[Region labeling data]
## START

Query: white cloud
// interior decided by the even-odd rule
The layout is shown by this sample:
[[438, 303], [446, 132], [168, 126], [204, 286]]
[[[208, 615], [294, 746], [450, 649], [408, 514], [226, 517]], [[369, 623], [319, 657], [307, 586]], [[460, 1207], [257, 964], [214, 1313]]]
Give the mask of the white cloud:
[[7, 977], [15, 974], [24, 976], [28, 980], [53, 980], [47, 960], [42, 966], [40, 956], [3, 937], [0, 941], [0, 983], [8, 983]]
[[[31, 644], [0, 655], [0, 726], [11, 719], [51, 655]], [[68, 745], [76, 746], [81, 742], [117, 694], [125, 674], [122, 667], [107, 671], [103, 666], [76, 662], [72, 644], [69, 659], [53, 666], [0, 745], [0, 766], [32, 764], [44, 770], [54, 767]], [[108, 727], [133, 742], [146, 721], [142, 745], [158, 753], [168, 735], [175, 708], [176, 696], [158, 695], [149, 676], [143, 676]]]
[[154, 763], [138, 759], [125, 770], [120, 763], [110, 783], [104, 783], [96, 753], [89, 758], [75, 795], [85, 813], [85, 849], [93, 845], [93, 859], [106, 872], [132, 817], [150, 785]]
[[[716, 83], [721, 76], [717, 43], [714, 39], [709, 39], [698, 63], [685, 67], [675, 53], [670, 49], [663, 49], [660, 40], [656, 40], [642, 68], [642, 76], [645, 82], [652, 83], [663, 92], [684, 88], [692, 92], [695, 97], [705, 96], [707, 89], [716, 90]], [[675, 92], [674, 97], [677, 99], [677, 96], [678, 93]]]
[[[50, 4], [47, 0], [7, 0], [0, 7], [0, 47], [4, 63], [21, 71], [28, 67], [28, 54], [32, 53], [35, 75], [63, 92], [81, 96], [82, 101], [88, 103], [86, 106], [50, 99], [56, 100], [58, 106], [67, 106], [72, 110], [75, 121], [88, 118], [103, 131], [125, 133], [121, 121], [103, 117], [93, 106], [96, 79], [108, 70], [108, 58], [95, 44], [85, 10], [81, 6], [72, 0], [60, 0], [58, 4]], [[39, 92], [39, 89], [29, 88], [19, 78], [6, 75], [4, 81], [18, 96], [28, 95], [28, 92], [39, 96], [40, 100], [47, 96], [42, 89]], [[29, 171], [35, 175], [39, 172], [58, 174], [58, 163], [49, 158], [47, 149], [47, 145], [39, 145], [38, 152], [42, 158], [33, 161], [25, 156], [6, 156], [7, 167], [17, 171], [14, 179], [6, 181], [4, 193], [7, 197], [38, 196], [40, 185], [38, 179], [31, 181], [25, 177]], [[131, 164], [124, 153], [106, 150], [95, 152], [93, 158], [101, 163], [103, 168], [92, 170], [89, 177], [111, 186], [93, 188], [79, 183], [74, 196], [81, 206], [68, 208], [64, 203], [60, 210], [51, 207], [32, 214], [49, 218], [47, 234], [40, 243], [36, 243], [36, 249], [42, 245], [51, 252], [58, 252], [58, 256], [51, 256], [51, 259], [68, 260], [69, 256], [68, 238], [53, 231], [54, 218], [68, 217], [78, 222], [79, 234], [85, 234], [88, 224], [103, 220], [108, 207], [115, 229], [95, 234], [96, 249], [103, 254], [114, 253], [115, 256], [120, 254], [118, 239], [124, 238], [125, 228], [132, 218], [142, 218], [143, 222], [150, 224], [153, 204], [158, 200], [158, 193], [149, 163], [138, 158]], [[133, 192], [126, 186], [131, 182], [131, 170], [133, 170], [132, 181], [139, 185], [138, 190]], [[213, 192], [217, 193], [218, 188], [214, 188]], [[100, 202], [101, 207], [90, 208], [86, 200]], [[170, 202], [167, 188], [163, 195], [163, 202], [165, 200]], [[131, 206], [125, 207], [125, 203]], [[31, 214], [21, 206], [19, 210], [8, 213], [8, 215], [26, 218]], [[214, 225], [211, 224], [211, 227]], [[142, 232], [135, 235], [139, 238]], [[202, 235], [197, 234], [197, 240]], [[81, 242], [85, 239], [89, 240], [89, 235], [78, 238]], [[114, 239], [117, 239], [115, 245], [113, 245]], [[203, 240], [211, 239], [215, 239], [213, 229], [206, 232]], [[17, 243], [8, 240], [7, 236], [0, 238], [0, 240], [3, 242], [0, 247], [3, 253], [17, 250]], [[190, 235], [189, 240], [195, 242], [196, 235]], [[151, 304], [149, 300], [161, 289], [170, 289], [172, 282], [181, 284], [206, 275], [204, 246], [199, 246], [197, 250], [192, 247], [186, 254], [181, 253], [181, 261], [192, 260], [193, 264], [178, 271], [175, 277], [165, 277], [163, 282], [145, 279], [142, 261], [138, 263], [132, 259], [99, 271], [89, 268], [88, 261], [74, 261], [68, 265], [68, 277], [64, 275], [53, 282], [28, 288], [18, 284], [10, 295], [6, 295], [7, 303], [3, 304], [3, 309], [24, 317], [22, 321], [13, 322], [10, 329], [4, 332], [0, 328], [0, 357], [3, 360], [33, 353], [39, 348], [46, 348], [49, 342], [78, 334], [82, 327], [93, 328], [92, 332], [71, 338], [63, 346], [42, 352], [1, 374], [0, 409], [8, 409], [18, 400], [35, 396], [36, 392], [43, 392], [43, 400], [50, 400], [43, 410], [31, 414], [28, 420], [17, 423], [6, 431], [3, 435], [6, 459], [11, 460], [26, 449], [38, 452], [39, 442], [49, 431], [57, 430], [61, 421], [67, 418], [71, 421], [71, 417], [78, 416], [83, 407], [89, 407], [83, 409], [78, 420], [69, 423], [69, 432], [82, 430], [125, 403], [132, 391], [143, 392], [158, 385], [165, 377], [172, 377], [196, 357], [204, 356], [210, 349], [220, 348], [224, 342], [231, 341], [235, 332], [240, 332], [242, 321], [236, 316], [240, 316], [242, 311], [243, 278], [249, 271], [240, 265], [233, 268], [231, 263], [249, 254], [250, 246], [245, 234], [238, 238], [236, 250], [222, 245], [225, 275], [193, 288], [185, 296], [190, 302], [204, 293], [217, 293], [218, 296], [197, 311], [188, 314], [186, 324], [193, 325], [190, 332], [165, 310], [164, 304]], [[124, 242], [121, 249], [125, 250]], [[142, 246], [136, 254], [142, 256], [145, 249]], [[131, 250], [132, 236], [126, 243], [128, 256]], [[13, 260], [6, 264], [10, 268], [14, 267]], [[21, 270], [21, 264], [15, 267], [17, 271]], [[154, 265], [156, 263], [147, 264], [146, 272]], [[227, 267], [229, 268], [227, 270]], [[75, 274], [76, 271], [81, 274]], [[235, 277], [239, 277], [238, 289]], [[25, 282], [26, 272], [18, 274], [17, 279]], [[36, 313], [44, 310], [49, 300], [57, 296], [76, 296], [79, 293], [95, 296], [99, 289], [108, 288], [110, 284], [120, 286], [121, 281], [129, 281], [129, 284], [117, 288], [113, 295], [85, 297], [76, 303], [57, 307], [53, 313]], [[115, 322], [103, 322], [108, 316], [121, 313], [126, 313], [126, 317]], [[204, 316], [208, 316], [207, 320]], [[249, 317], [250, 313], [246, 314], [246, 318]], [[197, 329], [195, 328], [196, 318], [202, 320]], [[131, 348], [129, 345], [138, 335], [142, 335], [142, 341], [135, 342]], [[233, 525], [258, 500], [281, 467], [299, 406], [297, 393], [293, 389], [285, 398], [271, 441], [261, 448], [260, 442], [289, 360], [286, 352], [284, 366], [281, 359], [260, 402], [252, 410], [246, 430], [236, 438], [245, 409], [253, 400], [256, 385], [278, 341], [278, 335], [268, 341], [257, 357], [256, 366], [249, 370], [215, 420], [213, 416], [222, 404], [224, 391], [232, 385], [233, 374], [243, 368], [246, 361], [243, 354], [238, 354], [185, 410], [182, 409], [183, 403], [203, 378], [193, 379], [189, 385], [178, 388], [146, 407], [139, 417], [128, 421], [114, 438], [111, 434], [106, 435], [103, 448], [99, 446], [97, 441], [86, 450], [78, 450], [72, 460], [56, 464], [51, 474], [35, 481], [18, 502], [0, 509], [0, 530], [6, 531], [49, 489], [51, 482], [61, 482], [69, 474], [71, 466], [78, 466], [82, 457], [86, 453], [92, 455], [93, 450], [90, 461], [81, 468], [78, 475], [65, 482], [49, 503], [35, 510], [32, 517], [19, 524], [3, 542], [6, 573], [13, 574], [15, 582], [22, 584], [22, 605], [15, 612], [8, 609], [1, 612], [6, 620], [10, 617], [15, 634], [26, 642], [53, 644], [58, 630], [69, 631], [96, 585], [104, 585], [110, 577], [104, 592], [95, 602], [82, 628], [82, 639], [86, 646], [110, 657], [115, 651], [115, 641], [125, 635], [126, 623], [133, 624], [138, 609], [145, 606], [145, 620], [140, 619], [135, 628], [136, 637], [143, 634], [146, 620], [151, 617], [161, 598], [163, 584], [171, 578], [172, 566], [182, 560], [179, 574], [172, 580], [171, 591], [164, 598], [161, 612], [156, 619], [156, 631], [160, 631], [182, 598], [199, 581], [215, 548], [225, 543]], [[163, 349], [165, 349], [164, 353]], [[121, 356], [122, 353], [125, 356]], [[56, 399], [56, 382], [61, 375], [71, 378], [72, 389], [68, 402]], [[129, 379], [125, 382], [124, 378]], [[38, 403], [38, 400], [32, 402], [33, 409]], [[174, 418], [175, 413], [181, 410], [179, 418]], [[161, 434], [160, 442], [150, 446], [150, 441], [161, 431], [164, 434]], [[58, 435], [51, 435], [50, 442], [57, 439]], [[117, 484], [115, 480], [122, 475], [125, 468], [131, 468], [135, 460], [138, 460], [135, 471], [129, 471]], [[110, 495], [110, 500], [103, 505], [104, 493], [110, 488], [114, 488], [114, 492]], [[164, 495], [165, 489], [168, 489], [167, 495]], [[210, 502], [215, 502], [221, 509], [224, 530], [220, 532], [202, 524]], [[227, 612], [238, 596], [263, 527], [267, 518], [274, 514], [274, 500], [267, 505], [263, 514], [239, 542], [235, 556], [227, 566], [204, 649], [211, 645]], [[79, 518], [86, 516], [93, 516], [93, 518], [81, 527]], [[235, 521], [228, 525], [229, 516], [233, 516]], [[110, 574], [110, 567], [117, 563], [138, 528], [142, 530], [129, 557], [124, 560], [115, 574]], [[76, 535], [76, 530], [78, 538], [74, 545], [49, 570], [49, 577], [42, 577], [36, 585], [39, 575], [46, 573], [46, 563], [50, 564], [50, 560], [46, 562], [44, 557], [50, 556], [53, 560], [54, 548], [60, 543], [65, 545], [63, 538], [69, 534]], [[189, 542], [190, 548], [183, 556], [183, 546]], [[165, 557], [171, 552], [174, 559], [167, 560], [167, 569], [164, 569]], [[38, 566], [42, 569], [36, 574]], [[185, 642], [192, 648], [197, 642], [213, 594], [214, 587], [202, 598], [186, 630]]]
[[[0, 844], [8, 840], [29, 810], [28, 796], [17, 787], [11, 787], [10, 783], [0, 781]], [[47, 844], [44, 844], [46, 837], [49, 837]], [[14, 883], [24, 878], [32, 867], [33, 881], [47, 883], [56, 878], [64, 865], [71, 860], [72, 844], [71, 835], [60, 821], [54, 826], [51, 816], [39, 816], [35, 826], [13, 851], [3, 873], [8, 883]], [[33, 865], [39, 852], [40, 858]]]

## END

**Aim**
Pull out every line of the data above that contains the word "white", copying each line in full. Match case exactly.

**Solution to this task**
Query: white cloud
Give the mask of the white cloud:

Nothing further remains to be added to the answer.